Exercise aim
Reply with one number: the count of lines in the data that hold the string "window".

Exercise material below:

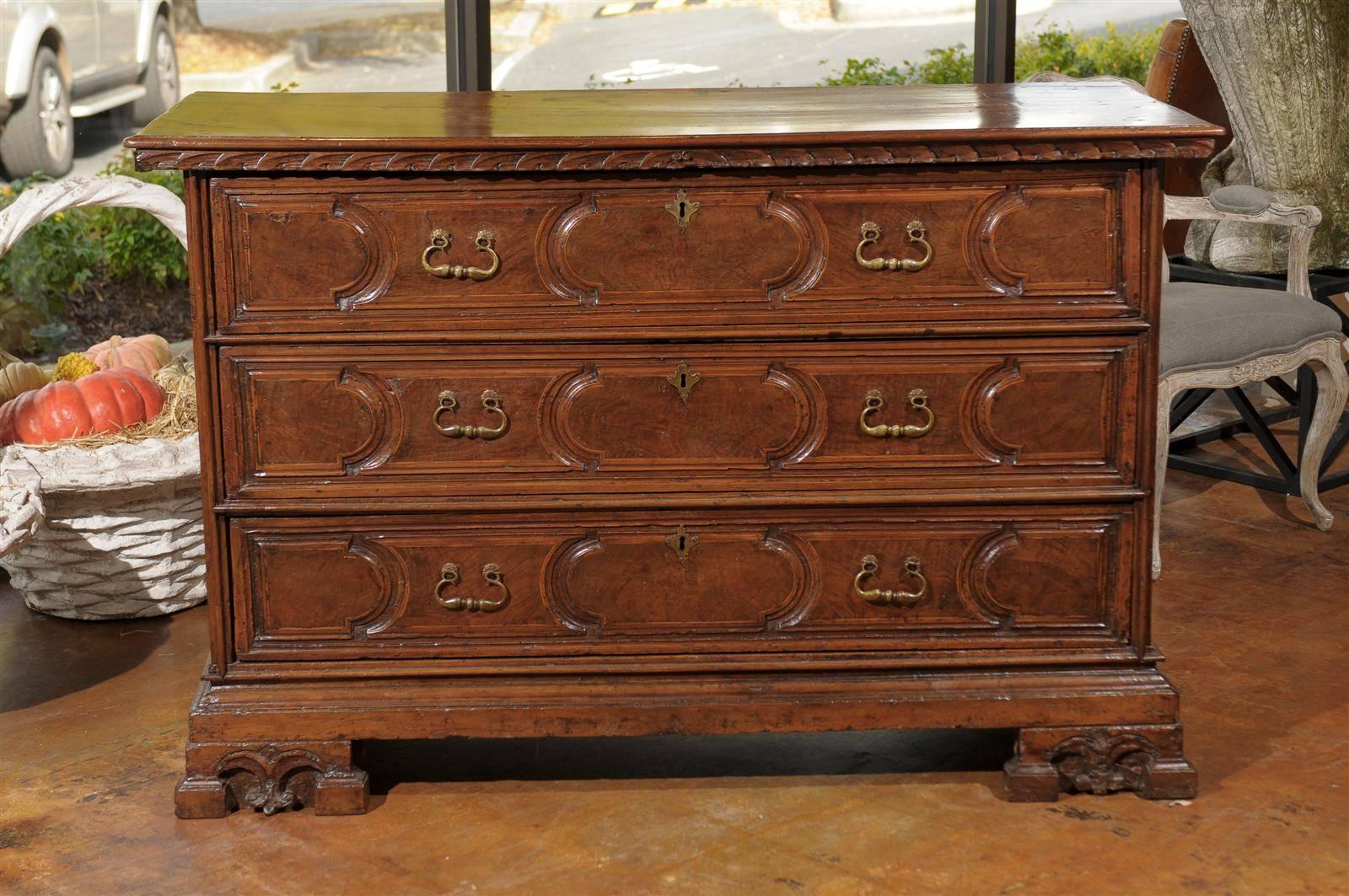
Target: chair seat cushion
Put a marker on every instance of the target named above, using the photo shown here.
(1211, 325)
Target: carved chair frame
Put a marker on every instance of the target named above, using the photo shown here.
(1322, 355)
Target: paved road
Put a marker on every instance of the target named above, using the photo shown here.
(745, 45)
(282, 15)
(715, 46)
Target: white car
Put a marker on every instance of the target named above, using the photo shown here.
(72, 58)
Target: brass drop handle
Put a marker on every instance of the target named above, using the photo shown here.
(440, 243)
(492, 401)
(917, 235)
(449, 577)
(912, 567)
(917, 400)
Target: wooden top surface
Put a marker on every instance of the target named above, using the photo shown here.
(570, 121)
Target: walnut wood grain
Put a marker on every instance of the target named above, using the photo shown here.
(642, 550)
(605, 417)
(582, 130)
(773, 582)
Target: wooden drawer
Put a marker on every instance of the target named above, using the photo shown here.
(455, 422)
(352, 254)
(935, 579)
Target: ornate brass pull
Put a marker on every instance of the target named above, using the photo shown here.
(492, 401)
(449, 577)
(912, 567)
(917, 399)
(440, 243)
(872, 233)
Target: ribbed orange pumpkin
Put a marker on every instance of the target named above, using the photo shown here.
(101, 402)
(146, 352)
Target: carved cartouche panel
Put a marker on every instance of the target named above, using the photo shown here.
(1005, 240)
(364, 249)
(355, 419)
(991, 409)
(631, 416)
(1012, 574)
(341, 586)
(707, 581)
(741, 244)
(381, 584)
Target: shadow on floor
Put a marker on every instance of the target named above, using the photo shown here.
(656, 759)
(44, 657)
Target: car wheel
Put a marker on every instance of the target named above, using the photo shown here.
(40, 134)
(161, 78)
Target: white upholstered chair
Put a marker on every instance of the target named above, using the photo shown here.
(1225, 336)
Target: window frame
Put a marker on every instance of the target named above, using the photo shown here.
(469, 46)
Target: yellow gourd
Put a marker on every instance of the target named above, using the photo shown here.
(18, 378)
(73, 366)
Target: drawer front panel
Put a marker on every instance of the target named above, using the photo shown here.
(374, 254)
(786, 581)
(447, 421)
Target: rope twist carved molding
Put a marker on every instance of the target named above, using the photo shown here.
(651, 159)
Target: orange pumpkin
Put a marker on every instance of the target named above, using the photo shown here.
(146, 354)
(101, 402)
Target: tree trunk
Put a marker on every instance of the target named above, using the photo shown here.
(1282, 67)
(185, 17)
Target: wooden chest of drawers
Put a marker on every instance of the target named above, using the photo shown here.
(676, 412)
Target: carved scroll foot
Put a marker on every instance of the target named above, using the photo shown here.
(271, 777)
(1144, 759)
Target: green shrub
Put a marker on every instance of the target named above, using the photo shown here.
(73, 249)
(1072, 53)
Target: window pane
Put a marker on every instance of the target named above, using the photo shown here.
(1086, 38)
(717, 44)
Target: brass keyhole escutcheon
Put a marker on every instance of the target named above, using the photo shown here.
(681, 543)
(683, 379)
(683, 209)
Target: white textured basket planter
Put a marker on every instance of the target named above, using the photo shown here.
(105, 534)
(111, 532)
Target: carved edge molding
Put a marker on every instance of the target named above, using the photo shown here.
(1146, 759)
(984, 256)
(977, 412)
(553, 431)
(562, 394)
(795, 606)
(806, 568)
(377, 239)
(811, 402)
(551, 249)
(557, 597)
(973, 575)
(813, 238)
(667, 158)
(390, 570)
(386, 412)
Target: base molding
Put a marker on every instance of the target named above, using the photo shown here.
(293, 743)
(1144, 759)
(271, 777)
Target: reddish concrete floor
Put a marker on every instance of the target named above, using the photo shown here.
(1252, 612)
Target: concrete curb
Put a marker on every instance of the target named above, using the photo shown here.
(261, 78)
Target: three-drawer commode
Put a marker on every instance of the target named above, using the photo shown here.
(652, 412)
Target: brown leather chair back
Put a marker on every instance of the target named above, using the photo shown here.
(1180, 78)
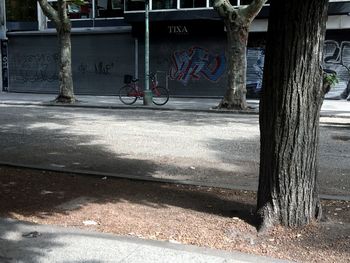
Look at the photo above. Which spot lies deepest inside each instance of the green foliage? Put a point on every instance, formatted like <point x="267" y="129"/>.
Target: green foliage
<point x="331" y="79"/>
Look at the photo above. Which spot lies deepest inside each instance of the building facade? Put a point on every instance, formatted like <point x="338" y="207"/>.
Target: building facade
<point x="187" y="46"/>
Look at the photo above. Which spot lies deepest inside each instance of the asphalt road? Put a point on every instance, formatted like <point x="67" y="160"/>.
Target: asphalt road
<point x="190" y="147"/>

End of Exercise material.

Solution
2